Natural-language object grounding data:
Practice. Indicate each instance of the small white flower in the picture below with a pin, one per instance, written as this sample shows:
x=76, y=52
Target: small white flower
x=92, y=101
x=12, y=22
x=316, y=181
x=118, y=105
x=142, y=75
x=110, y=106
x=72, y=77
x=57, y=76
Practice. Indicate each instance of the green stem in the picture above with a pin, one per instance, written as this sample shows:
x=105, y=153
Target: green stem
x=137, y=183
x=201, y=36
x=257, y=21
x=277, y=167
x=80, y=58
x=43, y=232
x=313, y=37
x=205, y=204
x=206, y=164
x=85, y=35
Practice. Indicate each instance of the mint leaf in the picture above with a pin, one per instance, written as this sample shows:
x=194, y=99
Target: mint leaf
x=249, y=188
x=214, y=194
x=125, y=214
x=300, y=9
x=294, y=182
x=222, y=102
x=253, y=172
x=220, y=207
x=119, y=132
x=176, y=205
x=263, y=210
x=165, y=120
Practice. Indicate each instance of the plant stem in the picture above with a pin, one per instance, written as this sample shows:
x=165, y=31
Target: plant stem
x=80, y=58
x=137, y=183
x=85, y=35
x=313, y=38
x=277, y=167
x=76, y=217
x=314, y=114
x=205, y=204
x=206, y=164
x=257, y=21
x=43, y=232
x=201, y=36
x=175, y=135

> PROBLEM TO WORK ON
For each line in the data, set it down again exactly.

> ANSWER SECTION
Practice. Indicate each instance of the small white flower in the picture below with a pin, one per instance, written as this sample shows:
x=76, y=52
Target: small white flower
x=92, y=101
x=12, y=22
x=316, y=181
x=118, y=105
x=142, y=75
x=110, y=106
x=72, y=77
x=57, y=76
Practice. Indicate each instance of the green stem in the picture above with a pin, one per instance, written as this sample shows:
x=105, y=153
Target: green stem
x=137, y=183
x=201, y=36
x=257, y=21
x=277, y=167
x=80, y=58
x=43, y=232
x=313, y=37
x=205, y=204
x=206, y=164
x=85, y=35
Practice. Indicate each instance of the mint leaf in the picture above with a pin, one per instance, written as this sample shows:
x=194, y=99
Target: mint leaf
x=249, y=188
x=214, y=194
x=125, y=214
x=300, y=9
x=294, y=182
x=222, y=102
x=253, y=172
x=220, y=207
x=119, y=132
x=176, y=205
x=263, y=210
x=165, y=120
Practice. Indicate each instance of the plant stem in the picture above with a pin, one per instance, written as this sample shows:
x=165, y=31
Target: plant stem
x=80, y=58
x=137, y=183
x=85, y=35
x=313, y=38
x=277, y=167
x=76, y=217
x=314, y=114
x=205, y=204
x=206, y=164
x=257, y=21
x=43, y=232
x=201, y=36
x=175, y=135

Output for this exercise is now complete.